## [DOCUMENT EXCERPT]
= = = = = = =
Maroon 5's performance wasn't good, but does it even matter?

To Maroon 5’s credit, they weren’t the worst part of Super Bowl LIII.

No, the worst part of the Big Game was its lack of excitement. The New England Patriots won, again. Three and half quarters passed without a touchdown. The commercials not by Bud Light were either forgettable or not very good, or both. For all of the attention, time, energy and money spent on this game every year, this Super Bowl’s mediocrity was a stunning, nasty surprise.

The same can’t be said for Maroon 5. Since they were first rumored to be this year’s Halftime performer, the expectation was that their show would be, well, ok I guess? The only excitement came from rumors that the NFL were struggling to book guests to accompany them. Rihanna to Cardi B (multiple times) refused, in solidarity with perpetually benched player Colin Kaepernick. The struggles were effectively confirmed when rappers Travis Scott and Big Boi, who have no immediate or even cursory connection to the band, were announced as Maroon 5’s guests. The best anyone could hope for was that their performance would come and go without incident.

By that metric, you could argue that Maroon 5’s Halftime show was a success. By any other, it was the least imaginative show in years, a joyless slog through an odd assortment of the band’s sort-of biggest hits, with random, pointless cameos.

 Maroon 5 lead singer Adam Levine and recording artist Travis Scott perform during the halftime show in Super Bowl LIII at Mercedes-Benz Stadium, Feb 3, 2019, in Atlanta.

Maroon 5 kicked off their set with their breakthrough hit “Harder to Breathe”, rendered with as much energy as their low-wattage M-shaped stage. Levine isn’t a powerhouse singer by any means, but his voice registered barely above a whisper amongst the clash and clang. For a frontman who claims to have moves like Jagger, Levine had about as much stage presence as Jagger would have sleeping off a bender. The rest of the setlist was both obvious and bizarre. Songs About Jane was the source for much of their set, and while the album is objectively good, “She Will Be Loved” and “This Love” aren’t terribly exciting records for such a high-octane crowd, and it showed. Maybe if they had tweaked their numbers a bit, switching them up to play to the audience, it could’ve worked better. Their sole attempt at imagination was the inexplicable addition of a choir and marching band to their #1 hit “Girls Like You”, which only highlighted the tragedy of Cardi B not being there. Their catalog has several collaborators that could’ve added a touch of thrill: Christina Aguilera, Kendrick Lamar, Future, SZA, Rihanna, and others. The fact that none of them could be pulled spoke volumes, as did their decision to omit their post-2011 artistically bankrupt hits.

Those who did appear on Maroon 5’s behalf did them, or themselves, no favors. Travis Scott was brought to the stage by way of a CGI meteorite, introduced by Spongebob Squarepants’ Band Geeks (it was an attempt to tribute the late creator Stephen Hillenburg that proved underwhelming). He performed a Drake-less “Sicko Mode” and provided a few sparks, but barely engaged Levine, leaving him to just bounce about on stage. Levine fared better with Big Boi of Outkast and his #1 classic “The Way You Move”, but the moment was undercut by the unintentionally hilarious image of Levine doing a two-step. Both guests, lacking any real chemistry with their headliner, proved that their selection was as act of desperation on the NFL’s part, and a mid-tier PR opp on theirs.

The only spontaneous or mildly interesting moment occurred during the closing number “Moves Like Jagger”. Levine apparently worked up enough of a sweat, despite performing at the barest minimum level, to whip off his tank top and show off his surprisingly sculpted torso. It was a Hail Mary pass that wouldn’t have mattered; the show was lost from the beginning. You still can appreciate the effort: his shirtless shot could at least provide some memorable imagery from a deeply forgettable performance.

Again, I wouldn’t declare Maroon 5’s performance “disappointing” or “terrible” or “shambolic” because that would suggest I had some form of expectation. I knew it would be a largely useless affair, reflective of their standing in pop culture. I would’ve liked to be proven wrong, but in the context of the evening, it’s rather fitting. No one, including the night’s performers, wanted this, so it’s best that we file this one away and forget about it as quickly as we can, just like Super Bowl LIII.
= = = = = = =
## [THE INPUT]
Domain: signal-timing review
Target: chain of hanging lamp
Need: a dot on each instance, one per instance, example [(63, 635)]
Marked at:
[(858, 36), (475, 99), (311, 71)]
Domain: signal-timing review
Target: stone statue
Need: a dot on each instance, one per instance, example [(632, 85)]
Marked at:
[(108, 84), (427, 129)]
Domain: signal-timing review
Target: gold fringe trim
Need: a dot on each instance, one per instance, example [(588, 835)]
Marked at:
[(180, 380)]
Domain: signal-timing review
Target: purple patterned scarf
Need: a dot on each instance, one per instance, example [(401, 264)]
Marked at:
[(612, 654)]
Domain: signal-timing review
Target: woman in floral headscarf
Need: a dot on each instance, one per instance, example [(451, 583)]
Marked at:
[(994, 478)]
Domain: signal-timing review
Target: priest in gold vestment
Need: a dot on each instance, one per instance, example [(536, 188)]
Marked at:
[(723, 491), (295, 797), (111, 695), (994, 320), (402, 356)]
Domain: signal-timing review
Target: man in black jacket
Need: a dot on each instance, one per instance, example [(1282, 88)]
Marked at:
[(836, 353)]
= = = = = = =
## [REQUESTS]
(a) Please reproduce the part of the Maroon 5 halftime review between "Again, I wouldn’t" and "like Super Bowl LIII.", inclusive.
(b) Update the records so that each "signal-timing review" becomes "traffic-signal audit", with nothing else altered.

## [SOLUTIONS BY TASK]
(a)
Again, I wouldn’t declare Maroon 5’s performance “disappointing” or “terrible” or “shambolic” because that would suggest I had some form of expectation. I knew it would be a largely useless affair, reflective of their standing in pop culture. I would’ve liked to be proven wrong, but in the context of the evening, it’s rather fitting. No one, including the night’s performers, wanted this, so it’s best that we file this one away and forget about it as quickly as we can, just like Super Bowl LIII.

(b)
Domain: traffic-signal audit
Target: chain of hanging lamp
Need: a dot on each instance, one per instance, example [(63, 635)]
Marked at:
[(858, 36), (475, 99), (311, 71)]
Domain: traffic-signal audit
Target: stone statue
Need: a dot on each instance, one per instance, example [(632, 85)]
Marked at:
[(108, 84), (427, 129)]
Domain: traffic-signal audit
Target: gold fringe trim
Need: a dot on each instance, one per instance, example [(588, 835)]
Marked at:
[(180, 380)]
Domain: traffic-signal audit
Target: purple patterned scarf
Need: a dot on each instance, one per instance, example [(401, 264)]
Marked at:
[(612, 654)]
Domain: traffic-signal audit
Target: woman in floral headscarf
Need: a dot on each instance, one per instance, example [(451, 583)]
Marked at:
[(994, 478)]
Domain: traffic-signal audit
Target: priest in gold vestment
Need: a dot on each instance, one per instance, example [(536, 188)]
Marked at:
[(723, 491), (295, 797), (111, 695), (994, 320), (402, 356)]
Domain: traffic-signal audit
Target: man in black jacket
Need: a dot on each instance, one per instance, example [(1282, 88)]
Marked at:
[(836, 353)]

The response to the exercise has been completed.